[[ Exercise input open ]]

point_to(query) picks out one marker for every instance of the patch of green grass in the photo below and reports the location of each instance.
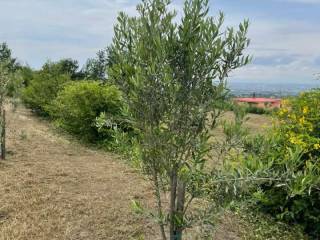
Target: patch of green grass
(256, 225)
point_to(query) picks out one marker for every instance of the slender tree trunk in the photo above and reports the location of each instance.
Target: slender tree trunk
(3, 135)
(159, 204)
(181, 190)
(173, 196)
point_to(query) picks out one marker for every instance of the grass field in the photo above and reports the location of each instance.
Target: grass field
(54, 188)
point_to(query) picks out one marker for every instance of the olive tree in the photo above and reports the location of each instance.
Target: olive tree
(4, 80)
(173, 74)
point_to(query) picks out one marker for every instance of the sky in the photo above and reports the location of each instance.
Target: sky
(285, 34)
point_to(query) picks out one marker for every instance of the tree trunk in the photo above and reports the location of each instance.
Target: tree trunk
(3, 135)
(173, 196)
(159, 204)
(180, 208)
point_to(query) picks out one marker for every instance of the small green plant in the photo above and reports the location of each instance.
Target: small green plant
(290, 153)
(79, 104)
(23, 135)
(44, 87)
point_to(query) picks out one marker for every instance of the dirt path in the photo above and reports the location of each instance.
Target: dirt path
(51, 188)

[[ Exercise input closed ]]
[[ Exercise input open ]]

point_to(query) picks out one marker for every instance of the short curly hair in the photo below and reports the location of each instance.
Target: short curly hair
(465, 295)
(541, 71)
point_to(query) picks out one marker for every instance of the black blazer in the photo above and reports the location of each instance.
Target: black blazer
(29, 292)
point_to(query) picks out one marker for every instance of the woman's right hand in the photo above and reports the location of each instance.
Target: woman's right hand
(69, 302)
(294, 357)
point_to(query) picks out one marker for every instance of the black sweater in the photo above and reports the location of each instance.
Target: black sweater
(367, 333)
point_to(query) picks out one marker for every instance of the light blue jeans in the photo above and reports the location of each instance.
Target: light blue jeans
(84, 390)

[[ Exercise input closed ]]

The word "above" may appear in lines of the entries. State how many lines hold it, as a number alone.

• Written response:
11